## EXCERPT PROVIDED
◇ ◇ ◇

Cooper Moore is a 17-year-old junior at Collegedale Academy, and he's like every other teenager.
He enjoys sports and his friends and is completely comfortable spending time in his room playing video games, his mother Tami Lloyd said by phone Thursday.
"He doesn't really like being the center of attention," she said.
But circumstances demand change, and Cooper's situation is dire.
His everyday teenager demeanor does not reveal that he has failing kidneys.
Not bad kidneys, failing. And not kidney, kidneys.
"It's something we've known about since before he was born," Lloyd said. "When I was pregnant, we knew something was wrong but did not know what. We knew it was something with his bladder and kidneys but could not tell what the problem was."
The outlet obstruction he experienced from birth has led to Cooper dealing with a lifetime of kidney issues, but once he hit puberty, the stress was magnified.
While they knew a kidney transplant was almost assuredly in Cooper's future, the path was expedited at the beginning of this year.

◇ ◇ ◇

## TO DO
Set down the full passage about Cooper Moore's failing kidneys again, word for word.

## THE DATA
◇ ◇ ◇

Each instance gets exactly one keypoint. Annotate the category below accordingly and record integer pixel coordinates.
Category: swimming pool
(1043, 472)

◇ ◇ ◇

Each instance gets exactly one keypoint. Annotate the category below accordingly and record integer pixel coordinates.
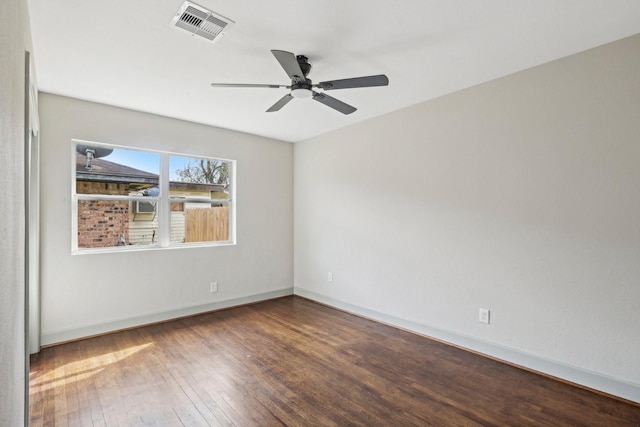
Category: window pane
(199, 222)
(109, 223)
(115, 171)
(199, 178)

◇ ◇ ◇

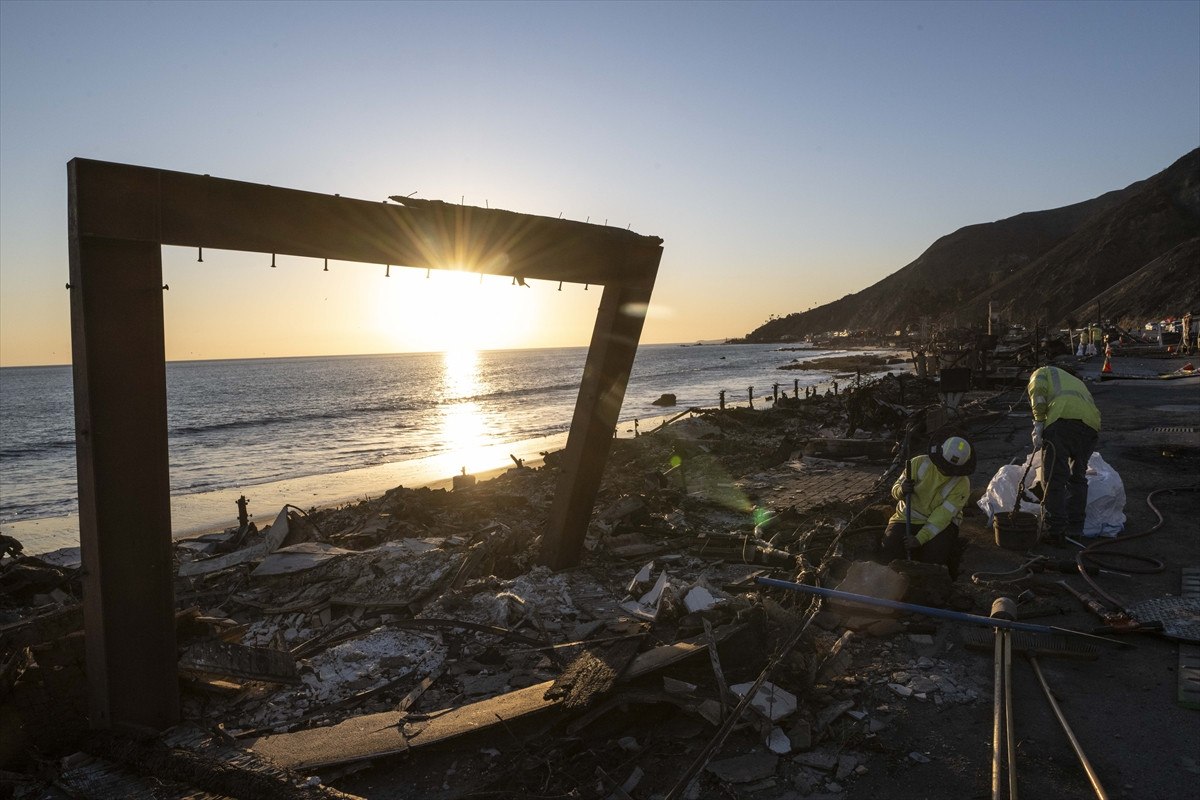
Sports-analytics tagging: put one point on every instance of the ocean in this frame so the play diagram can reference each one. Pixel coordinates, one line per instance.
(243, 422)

◇ ◇ ◇

## EXERCISE SOLUTION
Cooper Moore is a 17-year-old junior at Collegedale Academy, and he's like every other teenager.
He enjoys sports and his friends and is completely comfortable spending time in his room playing video games, his mother Tami Lloyd said by phone Thursday.
"He doesn't really like being the center of attention," she said.
But circumstances demand change, and Cooper's situation is dire.
His everyday teenager demeanor does not reveal that he has failing kidneys.
Not bad kidneys, failing. And not kidney, kidneys.
"It's something we've known about since before he was born," Lloyd said. "When I was pregnant, we knew something was wrong but did not know what. We knew it was something with his bladder and kidneys but could not tell what the problem was."
The outlet obstruction he experienced from birth has led to Cooper dealing with a lifetime of kidney issues, but once he hit puberty, the stress was magnified.
While they knew a kidney transplant was almost assuredly in Cooper's future, the path was expedited at the beginning of this year.